-- Given data --
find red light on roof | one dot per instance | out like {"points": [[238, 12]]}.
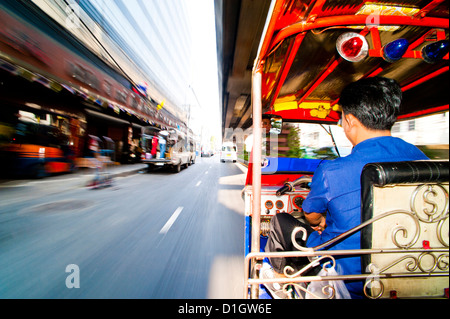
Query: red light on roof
{"points": [[352, 46]]}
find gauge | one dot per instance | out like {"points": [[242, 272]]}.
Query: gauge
{"points": [[279, 204], [298, 202]]}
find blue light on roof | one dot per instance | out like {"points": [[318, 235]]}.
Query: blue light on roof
{"points": [[435, 51], [394, 50]]}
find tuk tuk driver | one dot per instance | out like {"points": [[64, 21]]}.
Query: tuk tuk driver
{"points": [[369, 110]]}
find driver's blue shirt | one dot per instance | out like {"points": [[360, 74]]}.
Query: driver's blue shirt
{"points": [[336, 190]]}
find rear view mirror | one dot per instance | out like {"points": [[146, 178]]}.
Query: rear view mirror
{"points": [[276, 122]]}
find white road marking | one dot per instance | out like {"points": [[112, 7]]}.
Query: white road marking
{"points": [[171, 220]]}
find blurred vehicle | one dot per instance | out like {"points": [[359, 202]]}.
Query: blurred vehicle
{"points": [[229, 152], [36, 150], [170, 147]]}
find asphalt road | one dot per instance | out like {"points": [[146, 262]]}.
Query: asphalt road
{"points": [[150, 235]]}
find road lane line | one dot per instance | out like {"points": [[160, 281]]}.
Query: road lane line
{"points": [[171, 220]]}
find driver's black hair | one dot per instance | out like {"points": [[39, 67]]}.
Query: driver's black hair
{"points": [[374, 101]]}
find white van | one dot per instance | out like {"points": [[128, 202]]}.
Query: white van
{"points": [[177, 148], [228, 152]]}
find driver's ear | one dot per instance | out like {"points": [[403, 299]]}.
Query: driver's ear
{"points": [[351, 120]]}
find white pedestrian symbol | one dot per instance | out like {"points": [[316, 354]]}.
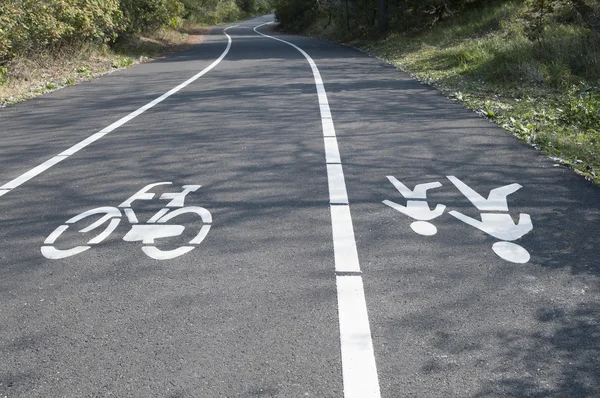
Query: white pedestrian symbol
{"points": [[155, 228], [499, 225], [417, 209]]}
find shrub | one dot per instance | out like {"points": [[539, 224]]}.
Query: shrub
{"points": [[29, 25]]}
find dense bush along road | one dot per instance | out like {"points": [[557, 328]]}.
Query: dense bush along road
{"points": [[267, 215]]}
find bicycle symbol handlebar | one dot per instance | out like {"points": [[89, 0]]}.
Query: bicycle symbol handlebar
{"points": [[155, 228]]}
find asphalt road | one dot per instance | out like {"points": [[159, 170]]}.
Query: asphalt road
{"points": [[465, 296]]}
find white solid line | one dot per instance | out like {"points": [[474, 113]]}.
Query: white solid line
{"points": [[328, 129], [332, 152], [337, 185], [344, 244], [359, 371], [33, 172], [4, 189], [358, 363]]}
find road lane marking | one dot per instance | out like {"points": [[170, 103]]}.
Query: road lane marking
{"points": [[359, 370], [354, 333], [23, 178]]}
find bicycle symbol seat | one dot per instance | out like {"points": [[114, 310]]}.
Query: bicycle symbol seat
{"points": [[155, 228]]}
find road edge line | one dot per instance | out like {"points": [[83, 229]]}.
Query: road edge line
{"points": [[39, 169]]}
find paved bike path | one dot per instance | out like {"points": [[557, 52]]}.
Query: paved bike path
{"points": [[252, 311], [449, 317]]}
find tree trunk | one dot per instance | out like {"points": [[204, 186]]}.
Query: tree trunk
{"points": [[589, 16], [381, 16]]}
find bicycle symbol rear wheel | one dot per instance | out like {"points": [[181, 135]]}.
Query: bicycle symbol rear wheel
{"points": [[111, 214]]}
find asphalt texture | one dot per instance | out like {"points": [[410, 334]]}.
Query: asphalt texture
{"points": [[252, 311]]}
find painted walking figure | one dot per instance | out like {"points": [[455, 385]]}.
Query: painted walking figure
{"points": [[498, 225], [495, 219], [417, 207]]}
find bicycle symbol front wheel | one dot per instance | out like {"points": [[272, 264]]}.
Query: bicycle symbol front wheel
{"points": [[159, 254]]}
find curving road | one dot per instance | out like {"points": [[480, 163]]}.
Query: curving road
{"points": [[267, 215]]}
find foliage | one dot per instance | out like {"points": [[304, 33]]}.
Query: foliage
{"points": [[28, 26], [146, 16], [546, 92]]}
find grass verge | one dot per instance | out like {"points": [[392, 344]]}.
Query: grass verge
{"points": [[27, 77], [545, 92]]}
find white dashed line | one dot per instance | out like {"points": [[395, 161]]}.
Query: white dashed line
{"points": [[359, 370]]}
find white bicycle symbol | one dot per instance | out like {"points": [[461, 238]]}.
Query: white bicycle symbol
{"points": [[155, 228]]}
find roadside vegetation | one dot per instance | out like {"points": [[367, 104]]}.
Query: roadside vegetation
{"points": [[45, 45], [532, 66]]}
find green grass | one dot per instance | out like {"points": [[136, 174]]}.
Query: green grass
{"points": [[545, 92]]}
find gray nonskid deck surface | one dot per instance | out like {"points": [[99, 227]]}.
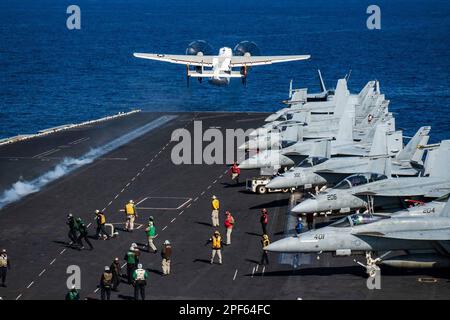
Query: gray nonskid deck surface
{"points": [[34, 231]]}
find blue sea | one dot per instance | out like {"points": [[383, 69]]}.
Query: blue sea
{"points": [[50, 75]]}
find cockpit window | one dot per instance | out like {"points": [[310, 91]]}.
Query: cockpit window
{"points": [[376, 177], [357, 220], [352, 181], [342, 223], [318, 160], [285, 144], [311, 161], [365, 218], [344, 184]]}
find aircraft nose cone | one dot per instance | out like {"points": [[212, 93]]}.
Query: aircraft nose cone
{"points": [[284, 245], [279, 183], [308, 205], [246, 164]]}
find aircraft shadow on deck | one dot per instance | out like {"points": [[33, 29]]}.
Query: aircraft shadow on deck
{"points": [[233, 184], [272, 204], [355, 271]]}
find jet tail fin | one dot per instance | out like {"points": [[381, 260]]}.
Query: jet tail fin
{"points": [[381, 165], [411, 151], [322, 84], [345, 132], [379, 144], [321, 149], [445, 212]]}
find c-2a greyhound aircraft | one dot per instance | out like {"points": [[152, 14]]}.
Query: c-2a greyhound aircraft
{"points": [[221, 65]]}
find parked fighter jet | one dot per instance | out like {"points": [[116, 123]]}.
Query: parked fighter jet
{"points": [[343, 144], [318, 171], [361, 190], [424, 236]]}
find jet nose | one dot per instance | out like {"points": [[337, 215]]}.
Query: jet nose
{"points": [[279, 183], [246, 164], [283, 245], [308, 205]]}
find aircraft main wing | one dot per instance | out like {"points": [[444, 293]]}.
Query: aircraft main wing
{"points": [[191, 60], [430, 192], [428, 235], [250, 61]]}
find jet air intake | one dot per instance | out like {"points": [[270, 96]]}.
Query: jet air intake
{"points": [[198, 48]]}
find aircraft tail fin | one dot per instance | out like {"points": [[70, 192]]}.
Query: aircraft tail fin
{"points": [[445, 212], [438, 166], [321, 148], [341, 95], [381, 165], [345, 132], [379, 144], [322, 84], [411, 151]]}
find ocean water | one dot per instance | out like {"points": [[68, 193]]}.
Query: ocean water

-- Work task --
Return an exact copy of the data above, apart from any pictures.

-- Completed exercise --
find red light on roof | one dot per instance | out like {"points": [[238, 12]]}.
Query: red light on roof
{"points": [[352, 46]]}
find gauge | one dot per instance | out like {"points": [[242, 272]]}.
Query: gauge
{"points": [[279, 204], [298, 202]]}
find blue light on roof | one dot per instance | out like {"points": [[318, 235]]}.
Query: blue light on roof
{"points": [[435, 51], [394, 50]]}
find tuk tuk driver | one dot per instance | out like {"points": [[64, 21]]}.
Query: tuk tuk driver
{"points": [[369, 110]]}
find driver's blue shirt | one dot per instance | out like {"points": [[360, 74]]}.
Query: driver's blue shirt
{"points": [[336, 190]]}
find rear view mirror | one dot per instance | out like {"points": [[146, 178]]}.
Query: rear view mirror
{"points": [[276, 122]]}
find white road marking | one dot per instance | out like {"points": [[112, 7]]}.
Query: white road marking
{"points": [[171, 220]]}
find blurred vehicle | one dot per instance | out like {"points": [[359, 202]]}.
Query: blurred vehicle
{"points": [[229, 152], [36, 150], [170, 147]]}
find asphalt road | one dot per instance | out like {"points": [[146, 262]]}.
Query: asphalt road
{"points": [[150, 235]]}
find road lane line | one dot per instance | out like {"points": [[160, 281]]}.
Query: road lane line
{"points": [[171, 220]]}
find driver's black hair | one dot per instance | out like {"points": [[39, 67]]}.
Query: driver's black hair
{"points": [[374, 101]]}
find white van | one dot per instance | out like {"points": [[128, 202]]}.
Query: white van
{"points": [[177, 148], [228, 152]]}
find driver's ear | one dot per instance | out like {"points": [[403, 299]]}.
Query: driver's ear
{"points": [[351, 120]]}
find white pedestrian symbol | one dot per instance | out like {"points": [[316, 354]]}.
Query: white pedestrian symbol
{"points": [[155, 228], [499, 225], [417, 209]]}
find shrub | one dot per instance | out like {"points": [[539, 224]]}.
Query: shrub
{"points": [[29, 25]]}
find dense bush along road | one dot per instance | out like {"points": [[557, 328]]}.
Query: dense bush along road
{"points": [[267, 215]]}
find bicycle symbol handlebar | one dot per instance | out like {"points": [[89, 0]]}.
Query: bicycle symbol handlebar
{"points": [[155, 228]]}
find asphalt road | one dot per instance | out like {"points": [[159, 170]]}.
Query: asphalt road
{"points": [[465, 296]]}
find white solid line | one dot per instance | out like {"points": [[474, 113]]}.
Query: white solid line
{"points": [[328, 129], [332, 152], [337, 185], [344, 244], [359, 371], [33, 172], [4, 189], [358, 363]]}
find road lane marking | one dot per instance | out like {"points": [[170, 103]]}.
Query: road lane marking
{"points": [[359, 370], [354, 333], [23, 178]]}
find bicycle symbol seat | one dot per instance | out like {"points": [[114, 310]]}.
Query: bicycle symbol seat
{"points": [[155, 228]]}
find road edge line | one dot per instance | out like {"points": [[83, 229]]}.
Query: road edge line
{"points": [[39, 169]]}
find paved bike path | one dot per instance | out like {"points": [[557, 52]]}.
Query: paved bike path
{"points": [[252, 311], [449, 317]]}
find tree trunk | one dot per instance | out like {"points": [[204, 186]]}.
Query: tree trunk
{"points": [[589, 16], [381, 16]]}
find bicycle symbol rear wheel | one dot per instance | out like {"points": [[181, 135]]}.
Query: bicycle symbol rear wheel
{"points": [[111, 214]]}
find asphalt texture | one dot per instance | out like {"points": [[410, 334]]}.
Query: asphalt texture
{"points": [[252, 311]]}
find painted walking figure | one dot per instance | out like {"points": [[455, 385]]}.
Query: painted walking figure
{"points": [[498, 225], [495, 219], [417, 207]]}
find bicycle symbol front wheel | one dot per instance | out like {"points": [[272, 264]]}.
Query: bicycle symbol front wheel
{"points": [[159, 254]]}
find curving road | one dot per instance | out like {"points": [[480, 163]]}.
Query: curving road
{"points": [[267, 215]]}
find foliage | one dot per instance | out like {"points": [[304, 33]]}.
Query: foliage
{"points": [[28, 26], [146, 16], [546, 92]]}
find grass verge | one dot per instance | out like {"points": [[392, 344]]}.
Query: grass verge
{"points": [[27, 77], [545, 92]]}
find white dashed line | one dot per instance | out like {"points": [[395, 161]]}.
Query: white dashed line
{"points": [[359, 370]]}
find white bicycle symbol | one dot per instance | out like {"points": [[461, 238]]}.
Query: white bicycle symbol
{"points": [[155, 228]]}
find roadside vegetation | one dot per instance | out like {"points": [[367, 104]]}.
Query: roadside vegetation
{"points": [[45, 45], [532, 66]]}
find green grass | one dot per instance | out like {"points": [[136, 174]]}.
Query: green grass
{"points": [[545, 92]]}
find gray nonskid deck surface | one dot per instance | out like {"points": [[99, 227]]}.
Query: gray nonskid deck surface
{"points": [[34, 231]]}
find blue sea | one dot per instance | out like {"points": [[383, 69]]}.
Query: blue sea
{"points": [[50, 75]]}
find cockpit window | one dot per instance | out like {"points": [[310, 91]]}.
Query: cockpit window
{"points": [[376, 177], [357, 220], [352, 181], [342, 223], [318, 160], [285, 144], [311, 161], [365, 218], [344, 184]]}
find aircraft nose cone | one dot per instance | out like {"points": [[212, 93]]}.
Query: aircraft nose cone
{"points": [[284, 245], [279, 183], [308, 205], [246, 164]]}
find aircraft shadow on deck | one dot per instance | out like {"points": [[33, 29]]}.
Query: aircraft shadow on deck
{"points": [[233, 184], [272, 204], [355, 271]]}
find jet tail fin | one dot per instance | out like {"points": [[381, 260]]}.
Query: jet tail fin
{"points": [[381, 165], [411, 151], [322, 84], [345, 132], [379, 144], [321, 149], [445, 212]]}
find c-2a greyhound aircraft | one dot per instance | out like {"points": [[152, 14]]}.
Query: c-2a greyhound aircraft
{"points": [[221, 65]]}
find parked fighter jet | one dot per instance | out like {"points": [[116, 123]]}.
Query: parked fighter jet
{"points": [[343, 144], [318, 171], [361, 190], [424, 236]]}
find jet nose | one dot per instance | out like {"points": [[337, 215]]}.
Query: jet nose
{"points": [[279, 183], [246, 164], [283, 245], [308, 205]]}
find aircraft main wing | one dot per instance | out like {"points": [[444, 293]]}.
Query: aircraft main wing
{"points": [[191, 60], [430, 192], [428, 235], [250, 61]]}
find jet air intake | one dot per instance | out like {"points": [[270, 96]]}.
Query: jet air intake
{"points": [[198, 48]]}
find aircraft tail fin | one dot per instance | out like {"points": [[70, 192]]}.
Query: aircraft tail fin
{"points": [[445, 212], [438, 166], [321, 148], [341, 95], [381, 165], [345, 132], [379, 144], [322, 84], [411, 151]]}
find ocean water | one dot per instance | out like {"points": [[68, 193]]}.
Query: ocean water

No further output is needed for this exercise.